I’ve been struggling to curb my addictive tendencies lately. It’s apparent in my social media usage. I’m an ’all or nothing’ gal. It’s hard for me to take a 5-minute hit on Facebook. Instead, I stay off until I finish my work. I’ve been trying to cope with everyday stress. I self-sabotage, which makes things worse. I don’t want to live this way.
Wouldn’t it be better to not try to cope? What if we could live free from bondage?
How do we declutter the unneeded stuff in our emotional space?
Redirect your attention
I’ve heard it takes at least three weeks for something to become a habit. If you can’t let go of outdated behaviors, try shifting your energy. Refocus your attention on something else.
If you’re caught up in self-defeating behavior, you need to cut it off at the pass. If you waste your time on social media, make a promise to do activities XYZ before you visit the sites. Make an action plan and follow through. You may need to write it down and post it on your fridge or near your phone. I tried a sticky note on my phone screen once. It worked quite well. Maybe I’ll try it again as needed.
We can get distracted enough to sabotage our goals and aspirations. I think about a particular special someone every day, sometimes all day. He’s not always available right now. He lives far away. I have a chance to try something different while we’re apart. I pour my heart and soul into other projects. I don’t want to spend all of my time worrying about what he thinks of me, or wondering why he isn’t contacting me. People have their reasons, and it’s usually not personal.

* [RAW DATA]
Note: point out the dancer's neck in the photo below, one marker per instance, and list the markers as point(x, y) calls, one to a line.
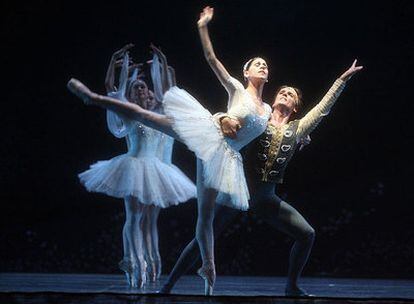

* [STATED TASK] In the passage on curbing addictive tendencies, what did the writer once put on a phone screen, and how did it work?

* [IN RESPONSE] A sticky note, and it worked quite well.